[Study text]:
"""

When your sleep just gets weird.

20180227_132805519979882.jpgYou’re lying there and a slow awareness slips in. That pit has enveloped you again. It’s not comfortable here. Nor is it restful. Or healing. At all. This is not that delicious place where you want to stretch and linger as the morning dawns.

This is the sleep of my Lupus.

This is a deep, dark, destructive vacuum that weakens as it sucks you in. You don’t feel yourself slipping into this place, it just happens. You awaken to its grip and you immediately want out. You just want to fight your way out. Again.

As consciousness continues to seep into this dark, hollow place, you know you need to open your eyes. Usually this is just a natural part of the morning for most of us, but not for this sleep. Your eyes literally won’t open. It’s like they’re stuck shut. There is no gunk or squinching involved, they’re just calmly pressed together with a bizarre, muscular intention.

As you lie there willing your lids to just separate already, you realize that your tongue is stuck to the roof of your mouth. Not dry from your jaw hanging open in sleep, but that same intentional “stuckness” that has your eyelids under siege also has pressed your tongue tightly against your palate. Your lips are closed, your jaw is not clenched, yet your tongue is literally stuck there in that place.

Now you know you need to climb out of this place. You’ve been here before. You have to pull yourself back into the reality of a new day. So you shift positions. Or at least try to. This sleep always leaves you with that ugly, ugly stiffness. It’s as if this sleep doesn’t allow you to move all night, its grip holds you just that tightly.

But you move now, no matter how much it hurts. Because you know you have to. We’ve talked about this before. Just keep moving, Debi. Break free from this stronghold that hems you in.

So you will your eyelids to open. That’s what it takes. Just open. Please. You peel your tongue away to freedom. Ouch. And you force yourself to sit up on the side of the bed.

"""

[Exercise set]:
**a)** Update the passage of the post about lupus sleep starting with "20180227_132805519979882.jpgYou’re lying there" and going on through "of my Lupus.", swapping "pit" for "hole".
**b)** In the post about lupus sleep, rewrite the paragraph beginning "As you lie there willing your lids" in a shorter form that keeps its main facts.
**c)** Resume the post about lupus sleep after its final sentence, in the same voice.
This material comes from a separate source, not from the post about lupus sleep.

[Point-per-instance localization data]:
"""

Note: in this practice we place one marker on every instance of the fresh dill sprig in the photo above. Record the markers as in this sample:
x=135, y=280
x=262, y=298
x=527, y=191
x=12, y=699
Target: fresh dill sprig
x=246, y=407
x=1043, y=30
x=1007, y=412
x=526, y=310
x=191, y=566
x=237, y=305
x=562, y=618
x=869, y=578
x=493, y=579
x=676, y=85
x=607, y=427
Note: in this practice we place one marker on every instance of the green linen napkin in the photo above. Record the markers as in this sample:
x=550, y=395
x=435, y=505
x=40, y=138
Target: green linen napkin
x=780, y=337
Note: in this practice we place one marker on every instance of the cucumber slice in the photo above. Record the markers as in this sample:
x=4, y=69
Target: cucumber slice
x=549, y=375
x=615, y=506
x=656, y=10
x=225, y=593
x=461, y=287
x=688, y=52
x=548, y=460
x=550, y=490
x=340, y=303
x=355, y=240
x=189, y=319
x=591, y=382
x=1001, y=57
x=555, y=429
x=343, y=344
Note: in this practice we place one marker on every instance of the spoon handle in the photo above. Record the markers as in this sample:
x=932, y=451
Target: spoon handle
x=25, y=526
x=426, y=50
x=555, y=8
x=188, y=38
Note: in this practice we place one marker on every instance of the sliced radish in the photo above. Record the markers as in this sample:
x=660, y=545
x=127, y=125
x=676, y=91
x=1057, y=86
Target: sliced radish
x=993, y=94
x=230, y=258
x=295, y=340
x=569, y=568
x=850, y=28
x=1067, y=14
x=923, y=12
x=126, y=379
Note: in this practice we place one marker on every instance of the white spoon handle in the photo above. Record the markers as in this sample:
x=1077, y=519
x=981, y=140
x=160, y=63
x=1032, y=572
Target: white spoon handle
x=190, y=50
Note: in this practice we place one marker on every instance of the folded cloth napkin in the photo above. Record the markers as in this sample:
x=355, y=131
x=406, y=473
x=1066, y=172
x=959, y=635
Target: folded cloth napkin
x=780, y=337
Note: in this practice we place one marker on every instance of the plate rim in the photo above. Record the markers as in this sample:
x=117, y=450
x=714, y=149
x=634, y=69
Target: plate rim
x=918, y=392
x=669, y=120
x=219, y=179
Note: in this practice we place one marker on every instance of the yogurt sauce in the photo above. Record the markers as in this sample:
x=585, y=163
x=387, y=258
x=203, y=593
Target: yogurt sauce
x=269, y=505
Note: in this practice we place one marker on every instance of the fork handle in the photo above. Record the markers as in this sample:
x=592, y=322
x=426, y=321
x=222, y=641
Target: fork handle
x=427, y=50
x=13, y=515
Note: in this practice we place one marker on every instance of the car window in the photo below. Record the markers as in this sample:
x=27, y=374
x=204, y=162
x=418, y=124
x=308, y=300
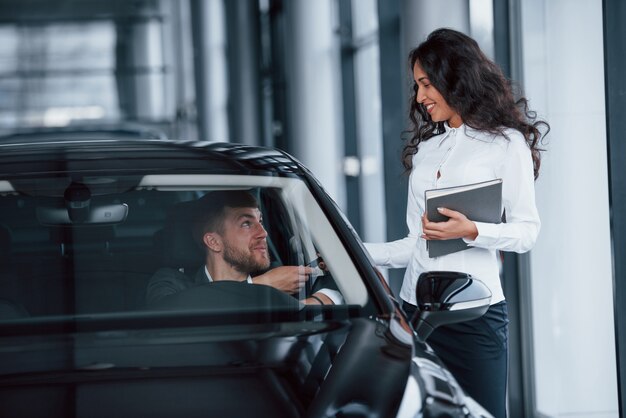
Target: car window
x=90, y=248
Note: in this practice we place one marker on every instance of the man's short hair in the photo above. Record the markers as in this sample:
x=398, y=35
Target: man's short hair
x=209, y=210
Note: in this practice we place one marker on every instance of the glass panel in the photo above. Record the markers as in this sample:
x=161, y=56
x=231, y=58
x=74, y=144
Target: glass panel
x=128, y=245
x=571, y=262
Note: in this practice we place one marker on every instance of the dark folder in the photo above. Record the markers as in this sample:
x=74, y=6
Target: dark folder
x=480, y=202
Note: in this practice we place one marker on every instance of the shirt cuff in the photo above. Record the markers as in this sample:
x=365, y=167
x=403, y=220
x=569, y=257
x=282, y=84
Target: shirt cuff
x=487, y=234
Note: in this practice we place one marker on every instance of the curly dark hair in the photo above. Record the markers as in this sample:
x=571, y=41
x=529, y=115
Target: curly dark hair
x=474, y=87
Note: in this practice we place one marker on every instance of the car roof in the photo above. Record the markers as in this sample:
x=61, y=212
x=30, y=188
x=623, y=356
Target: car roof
x=134, y=155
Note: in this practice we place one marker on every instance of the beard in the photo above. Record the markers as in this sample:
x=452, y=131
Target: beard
x=244, y=260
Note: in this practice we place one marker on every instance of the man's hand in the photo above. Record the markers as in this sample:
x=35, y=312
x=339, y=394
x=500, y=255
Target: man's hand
x=458, y=226
x=289, y=279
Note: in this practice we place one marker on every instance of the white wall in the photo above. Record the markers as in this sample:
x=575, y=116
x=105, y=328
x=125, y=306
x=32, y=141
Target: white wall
x=572, y=309
x=314, y=91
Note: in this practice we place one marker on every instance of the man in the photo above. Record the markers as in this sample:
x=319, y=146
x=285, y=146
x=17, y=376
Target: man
x=228, y=225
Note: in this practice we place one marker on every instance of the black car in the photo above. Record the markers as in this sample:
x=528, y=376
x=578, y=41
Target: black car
x=86, y=223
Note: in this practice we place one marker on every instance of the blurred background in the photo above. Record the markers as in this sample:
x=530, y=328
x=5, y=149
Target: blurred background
x=328, y=81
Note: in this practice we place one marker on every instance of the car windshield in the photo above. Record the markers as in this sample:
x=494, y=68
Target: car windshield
x=89, y=250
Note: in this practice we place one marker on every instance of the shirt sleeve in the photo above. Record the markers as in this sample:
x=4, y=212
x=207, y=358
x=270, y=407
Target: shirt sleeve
x=333, y=295
x=396, y=254
x=522, y=226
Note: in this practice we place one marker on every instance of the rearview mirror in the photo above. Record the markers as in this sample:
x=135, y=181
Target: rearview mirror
x=446, y=297
x=101, y=215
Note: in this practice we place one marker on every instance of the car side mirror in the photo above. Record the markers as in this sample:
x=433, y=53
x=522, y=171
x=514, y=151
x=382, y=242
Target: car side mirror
x=446, y=297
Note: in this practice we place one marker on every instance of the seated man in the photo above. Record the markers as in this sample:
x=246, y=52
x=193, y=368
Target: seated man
x=228, y=225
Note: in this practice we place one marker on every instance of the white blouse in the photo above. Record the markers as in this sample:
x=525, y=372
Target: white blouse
x=464, y=155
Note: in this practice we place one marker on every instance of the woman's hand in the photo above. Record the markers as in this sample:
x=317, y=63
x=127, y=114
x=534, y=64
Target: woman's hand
x=289, y=279
x=458, y=226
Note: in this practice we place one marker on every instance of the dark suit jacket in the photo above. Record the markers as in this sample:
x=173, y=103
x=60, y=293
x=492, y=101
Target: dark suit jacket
x=168, y=281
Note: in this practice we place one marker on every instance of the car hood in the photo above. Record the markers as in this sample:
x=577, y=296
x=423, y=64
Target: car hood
x=312, y=368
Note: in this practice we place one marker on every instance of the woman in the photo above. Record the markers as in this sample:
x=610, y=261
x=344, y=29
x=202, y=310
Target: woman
x=467, y=128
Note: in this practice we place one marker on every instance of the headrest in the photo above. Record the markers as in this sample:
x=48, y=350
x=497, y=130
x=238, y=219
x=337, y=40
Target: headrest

"""

[Answers given]:
**a)**
20180227_132805519979882.jpgYou’re lying there and a slow awareness slips in. That hole has enveloped you again. It’s not comfortable here. Nor is it restful. Or healing. At all. This is not that delicious place where you want to stretch and linger as the morning dawns.

This is the sleep of my Lupus.

**b)** While trying to open your eyes, you find your tongue stuck to the roof of your mouth. It isn't dry from a slack jaw. The same intentional "stuckness" that holds your eyelids shut presses it against your palate, even though your lips are closed and your jaw is relaxed.

**c)**
There. You did it. You’re vertical. You’ve escaped.

But honestly, you feel worse than you did when you collapsed into bed last night. This sleep doesn’t seem to help anything. In fact, its vacuum actually feels like it sucks more precious strength away from you.

As you begin to function, you try to just move forward and embrace the newness of another chance at a brand new beautiful, glorious day. What a gift lies before you.

But that sleep won’t leave your mind – it leaves a persistent soreness behind as a reminder. Your mouth feels like it’s been burned because of the peeling away of your tongue. Your eyelids have a throb to them from their long night of pressing. And those joints. Ugh.

I wouldn’t say that this sleep is actually frightening, but it’s definitely disturbing. Sobering. And exhausting. It’s all so incredibly exhausting. And weird.

I admit it … this sleep is just weird.

But so is Lupus. It affects every patient differently. It does what it wants, when it wants, how it wants. This is just one of the ways it likes to pick on me.

I don’t always have this sleep, but I’ve learned that when it happens, I am not heading to a pretty place. Time to rev up the steroids and seriously tone down those expectations. Again.

Just tone everything down, Debi.

I do have my good days and my restful sleeps, but this has been my reality for the last two nights. My mouth now feels like I not only burned my tongue on hot coffee, but I also ate an entire box of Cap’n Crunch, as well. My fellow cereal lovers out there will know exactly what I mean by that.

I think it’s important to share what we’re going through in this life. Not as a whine or a groan, but to encourage openness. I believe we all struggle alone far too often. We look at each other and we only show our normalness. As a society we’ve crippled ourselves emotionally because we don’t expose our weaknesses. Or our weirdnesses. Ever. We just cover them up and smile for that darn camera.

One thing I’m learning through the feedback I receive from “Growing Nurse Debi” is that very few of us are actually okay. I so appreciate the openness of those who have shared with me along this journey. Their encouragement compels me to press forward and keep writing.

My point with all of this is that, even if we won’t allow others to see our not okay-ness, God sees it. He’s always there in the midst of it all. Even when we deny his existence. Or think we take even a breath without Him. It doesn’t matter. He’s still there.

He sees our silent anxieties. Our fears, our anger, that perpetual self-destructiveness that slowly eats away at us. All those worries. He’s there in them all, working it all out according to His perfect will. For our ultimate good and His magnificent glory.

My prayer for tonight is that every beautiful person reading these words will lay their burdens confidently at the feet of Jesus. And then let’s all climb into our soft, lovely beds and drift into the sweetest, most refreshing sleep imaginable. And let’s do this knowing we’re loved, understood, and absolutely held through it all.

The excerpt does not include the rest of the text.